EXTRACTED ENTRIES
* START *

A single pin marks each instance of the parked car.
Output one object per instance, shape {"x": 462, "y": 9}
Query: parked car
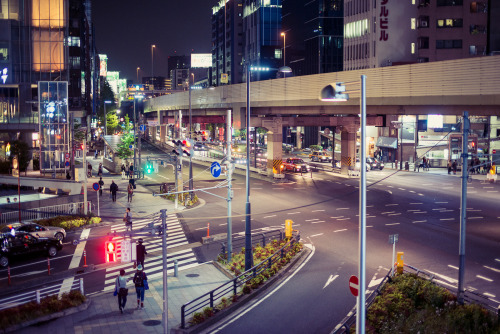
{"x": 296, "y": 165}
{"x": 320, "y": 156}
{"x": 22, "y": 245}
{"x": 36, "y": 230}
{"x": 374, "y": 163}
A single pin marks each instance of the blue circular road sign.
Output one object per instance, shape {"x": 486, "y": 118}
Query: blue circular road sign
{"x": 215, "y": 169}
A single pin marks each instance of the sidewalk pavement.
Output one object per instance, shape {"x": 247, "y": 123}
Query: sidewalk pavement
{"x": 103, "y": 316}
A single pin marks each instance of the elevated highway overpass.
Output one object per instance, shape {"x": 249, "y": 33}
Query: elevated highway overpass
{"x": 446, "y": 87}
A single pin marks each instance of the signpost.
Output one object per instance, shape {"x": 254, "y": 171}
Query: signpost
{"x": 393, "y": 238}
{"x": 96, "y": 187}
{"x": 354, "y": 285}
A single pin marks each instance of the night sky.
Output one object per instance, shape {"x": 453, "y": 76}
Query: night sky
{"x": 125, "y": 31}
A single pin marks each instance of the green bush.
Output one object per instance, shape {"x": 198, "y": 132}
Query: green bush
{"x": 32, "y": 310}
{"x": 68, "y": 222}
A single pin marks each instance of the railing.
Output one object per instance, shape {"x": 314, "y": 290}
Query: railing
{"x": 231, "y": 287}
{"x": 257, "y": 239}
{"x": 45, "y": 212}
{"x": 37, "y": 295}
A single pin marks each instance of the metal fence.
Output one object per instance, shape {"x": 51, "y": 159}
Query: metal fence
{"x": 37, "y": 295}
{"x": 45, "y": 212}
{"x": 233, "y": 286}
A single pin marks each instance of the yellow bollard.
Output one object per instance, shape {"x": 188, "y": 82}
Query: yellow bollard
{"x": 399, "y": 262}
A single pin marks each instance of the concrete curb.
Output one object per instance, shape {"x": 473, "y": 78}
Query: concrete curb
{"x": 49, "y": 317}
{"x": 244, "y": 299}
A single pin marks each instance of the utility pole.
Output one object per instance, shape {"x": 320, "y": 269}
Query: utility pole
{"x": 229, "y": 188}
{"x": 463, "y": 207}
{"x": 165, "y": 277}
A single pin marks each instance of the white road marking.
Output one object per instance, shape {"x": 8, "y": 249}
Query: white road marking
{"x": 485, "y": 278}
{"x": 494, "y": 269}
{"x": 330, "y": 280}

* END *
* START *

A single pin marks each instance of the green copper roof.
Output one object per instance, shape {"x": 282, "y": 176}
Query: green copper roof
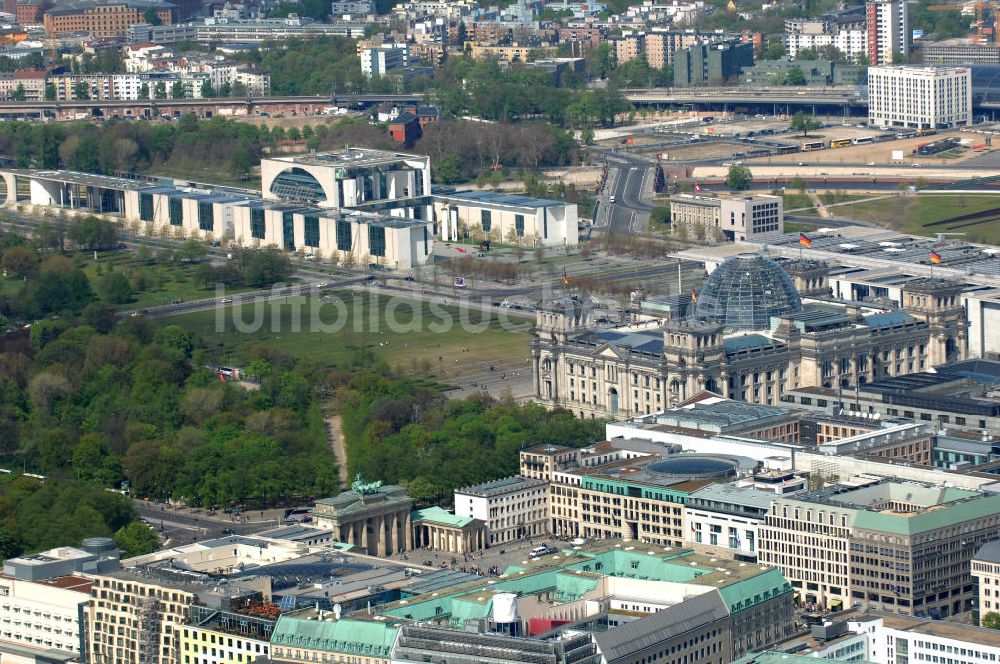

* END *

WRITTEN TASK
Return each line from the items above that contains the string "bush". Case counts.

EXERCISE ANSWER
A single pin marks each instance of the green bush.
Query: green bush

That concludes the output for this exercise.